START Data for the task
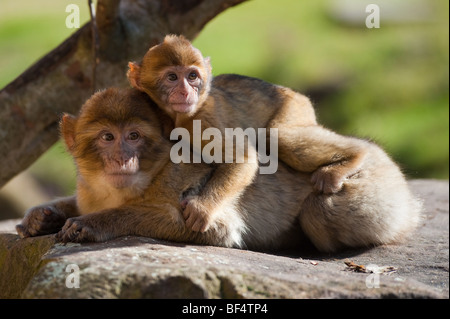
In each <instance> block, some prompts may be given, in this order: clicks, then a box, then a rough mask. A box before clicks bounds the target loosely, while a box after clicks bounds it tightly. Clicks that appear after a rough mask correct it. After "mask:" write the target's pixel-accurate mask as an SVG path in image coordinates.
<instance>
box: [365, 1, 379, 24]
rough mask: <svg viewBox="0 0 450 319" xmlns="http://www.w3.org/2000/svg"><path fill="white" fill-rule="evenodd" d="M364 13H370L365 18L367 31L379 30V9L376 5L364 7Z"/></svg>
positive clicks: (377, 5) (375, 4)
END Data for the task
| Assignment |
Copy out the lines of the records above in which the string "mask" appears.

| Finished exercise |
In each <instance> block, some prompts may be given, in this order: clicks, then a box, then a rough mask. A box before clicks bounds the target loosely, while a box after clicks bounds it tightly. Clicks that appear after a rough mask correct it. After "mask:" write the target's pixel-accurate mask as an SVG path in image coordinates.
rough mask: <svg viewBox="0 0 450 319" xmlns="http://www.w3.org/2000/svg"><path fill="white" fill-rule="evenodd" d="M364 13H370L365 18L367 31L379 30V9L376 5L364 7Z"/></svg>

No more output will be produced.